(Natural-language object grounding data)
---
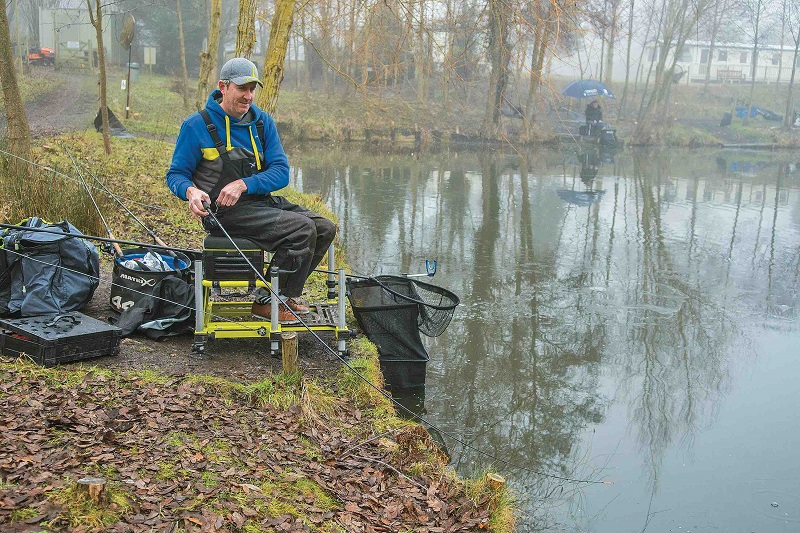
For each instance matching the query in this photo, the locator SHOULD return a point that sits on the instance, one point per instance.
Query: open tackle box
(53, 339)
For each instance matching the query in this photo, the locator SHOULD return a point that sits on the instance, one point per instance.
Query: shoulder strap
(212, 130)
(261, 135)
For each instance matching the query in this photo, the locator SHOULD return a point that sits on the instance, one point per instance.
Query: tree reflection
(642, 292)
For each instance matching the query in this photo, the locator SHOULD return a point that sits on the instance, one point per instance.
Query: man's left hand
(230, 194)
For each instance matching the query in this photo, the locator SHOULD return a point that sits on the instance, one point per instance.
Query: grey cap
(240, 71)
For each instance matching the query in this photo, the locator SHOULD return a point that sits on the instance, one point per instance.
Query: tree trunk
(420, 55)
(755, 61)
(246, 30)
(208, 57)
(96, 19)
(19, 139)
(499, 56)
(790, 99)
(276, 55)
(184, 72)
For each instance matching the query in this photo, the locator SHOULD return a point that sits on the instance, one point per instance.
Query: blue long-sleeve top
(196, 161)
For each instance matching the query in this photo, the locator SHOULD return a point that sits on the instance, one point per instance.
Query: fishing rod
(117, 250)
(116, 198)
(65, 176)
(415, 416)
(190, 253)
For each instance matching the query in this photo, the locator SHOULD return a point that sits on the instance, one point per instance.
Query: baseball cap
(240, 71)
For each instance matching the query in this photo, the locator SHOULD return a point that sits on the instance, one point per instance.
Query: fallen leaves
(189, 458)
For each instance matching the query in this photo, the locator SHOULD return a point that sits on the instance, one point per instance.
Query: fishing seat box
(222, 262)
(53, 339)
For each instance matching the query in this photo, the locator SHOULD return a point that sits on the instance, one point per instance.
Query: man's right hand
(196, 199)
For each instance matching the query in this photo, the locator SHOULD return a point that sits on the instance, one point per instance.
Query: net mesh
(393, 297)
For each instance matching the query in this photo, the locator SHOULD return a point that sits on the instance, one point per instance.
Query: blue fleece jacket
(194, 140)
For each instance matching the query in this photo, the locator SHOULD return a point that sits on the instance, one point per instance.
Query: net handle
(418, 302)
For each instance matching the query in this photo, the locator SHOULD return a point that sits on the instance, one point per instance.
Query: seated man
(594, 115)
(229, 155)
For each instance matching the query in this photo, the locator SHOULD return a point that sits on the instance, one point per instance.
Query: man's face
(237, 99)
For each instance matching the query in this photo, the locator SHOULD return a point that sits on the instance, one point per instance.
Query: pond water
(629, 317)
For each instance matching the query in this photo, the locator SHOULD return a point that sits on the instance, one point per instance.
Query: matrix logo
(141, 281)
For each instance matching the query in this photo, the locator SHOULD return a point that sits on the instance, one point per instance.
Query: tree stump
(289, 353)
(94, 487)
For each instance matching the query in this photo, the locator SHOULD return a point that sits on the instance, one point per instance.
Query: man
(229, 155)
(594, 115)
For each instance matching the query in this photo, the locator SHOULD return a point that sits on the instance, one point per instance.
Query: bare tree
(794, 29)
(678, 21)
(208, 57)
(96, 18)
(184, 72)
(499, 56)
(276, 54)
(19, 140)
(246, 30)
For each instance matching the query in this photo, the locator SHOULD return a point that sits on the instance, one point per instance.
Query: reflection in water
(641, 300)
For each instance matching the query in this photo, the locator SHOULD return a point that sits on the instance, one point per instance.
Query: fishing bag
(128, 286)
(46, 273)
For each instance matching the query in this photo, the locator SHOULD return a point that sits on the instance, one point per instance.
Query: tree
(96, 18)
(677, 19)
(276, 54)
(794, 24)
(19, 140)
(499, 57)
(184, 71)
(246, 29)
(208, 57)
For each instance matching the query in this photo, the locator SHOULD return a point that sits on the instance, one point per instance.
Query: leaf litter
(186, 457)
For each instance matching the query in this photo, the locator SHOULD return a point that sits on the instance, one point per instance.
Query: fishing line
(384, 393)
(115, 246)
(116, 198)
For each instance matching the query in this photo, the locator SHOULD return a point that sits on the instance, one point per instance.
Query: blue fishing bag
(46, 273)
---
▶ PROBLEM DESCRIPTION
All of the entries above need to be transcribed exactly, except for the pictures.

▶ REPLY
For each instance matching the query in this photo, the locator SHOULD return a point that sits on the instance, one point per instance.
Query: open tackle box
(53, 339)
For each instance matching the query in this photo, the locator SHOULD return a point that sits on the instance, one point per instance.
Query: shoulder strap
(212, 130)
(261, 135)
For each instance matching the query in this photo, the locator SHOULD return a point that sits on the instance, one point per instance.
Query: tree reflection
(642, 292)
For each instance matching the query in this photo, the locator SHOULD return a point that sits on the instance, one point per instance.
Query: man's left hand
(230, 194)
For each instance matching the query in this photo, the locator SHOULD return a point that sits on the instance, one point per instance.
Query: grey cap
(240, 71)
For each instance matching the query in this photo, the locator SHOULD return a point that sits on the instance, one point per instance.
Query: tree trunk
(420, 55)
(755, 61)
(246, 30)
(208, 57)
(96, 19)
(19, 139)
(499, 56)
(790, 99)
(276, 55)
(184, 72)
For each instance matching the query in this photo, the locator SHOULD return a point that sits on the instance, one point per instance.
Query: blue long-sleeve top
(196, 161)
For each instance matching the query in this photo, the locator SHOULD return a point that sits on the instance, one point per instance.
Query: fishing rod
(117, 250)
(116, 198)
(65, 176)
(415, 416)
(190, 253)
For each instance matching the query in this photo, the locator SHOULD return a point that sits on the instance, one point per instance.
Query: baseball cap
(240, 71)
For each instance matching the query in this photo, the locator SHOULD return a point that sits on the instance, one point per instance.
Query: fallen leaves
(189, 458)
For each instance matching the query in this photo, the locator SHOULD return a point that sits on the instance, one point per instance.
Query: fishing seat box
(222, 262)
(53, 339)
For each instance matching the query in this photo, the locator SHOULD return a point that sits on the instance, one point per instance.
Query: man's right hand
(196, 199)
For each instance matching the query in this photo, the locator SHOULD return a point that sits on the instance, one point per instance.
Query: net mesh
(393, 297)
For each instance matching the query in this photo, the locator SHOULD return a point that sits on the instance, one point per instance.
Query: blue fleece jacket
(194, 140)
For each instance matching the query in this photo, the locator SHOULD return a point that sits on the instance, one point per instance.
Query: net handle
(418, 302)
For each instance matching the query in this photo, the locator SHOULD return a point that sits on the instance, one point per instance.
Query: seated man
(594, 115)
(229, 155)
For each instance matching the query in this photo, the locator SHOULD return a point that sits on the instance, one point per instance.
Query: man's face
(237, 99)
For each instance matching the query in this photo, the locator SHOULD return a point that sits on the instance, one point per instance.
Query: pond water
(629, 317)
For each instance matching the query in this photo, the locator SHOULD return a point that sits on the instance, one point per instance.
Query: matrix logo
(141, 281)
For each instance matching the query in this photo, the locator SHOULD return a point that sits on the instance, one point per instance.
Query: tree stump
(289, 353)
(94, 487)
For each instance matching the query in this photo, the locator SHOULD return a point that sits on the instance, one point per instance.
Query: man
(229, 155)
(594, 115)
For each instance matching the query in this photo, the locator SHOULD return a point that sits on the instance, one point per instance.
Query: bare tree
(794, 29)
(678, 21)
(208, 57)
(96, 18)
(184, 72)
(499, 56)
(276, 54)
(19, 140)
(246, 30)
For each instance matching the query in this photo, the locator SHOULD return a point that sits on the instance, one point per instance.
Query: reflection in water
(641, 300)
For each instance matching the query in this photo, the locator SHOULD return a point that sits on the instance, one point per instance.
Query: fishing bag
(128, 286)
(46, 273)
For each instance matching the query in this photo, the locator SHOULD return a point that sits on the instance, one point per instance.
Query: tree
(96, 18)
(677, 19)
(276, 54)
(794, 24)
(19, 140)
(499, 57)
(184, 71)
(246, 29)
(208, 57)
For each instance matching the query in this photo, the locator SHOULD return a point that sits on the instance, one point per instance.
Query: leaf litter
(186, 457)
For each instance matching the query in this photo, the locator SHOULD return a point that sits on the instance, one point per instance.
Query: fishing line
(384, 393)
(115, 246)
(116, 198)
For each instance matching the query in this photo, the locator SHOULD return a point that sits on the instance, one point per instance.
Query: blue fishing bag
(46, 273)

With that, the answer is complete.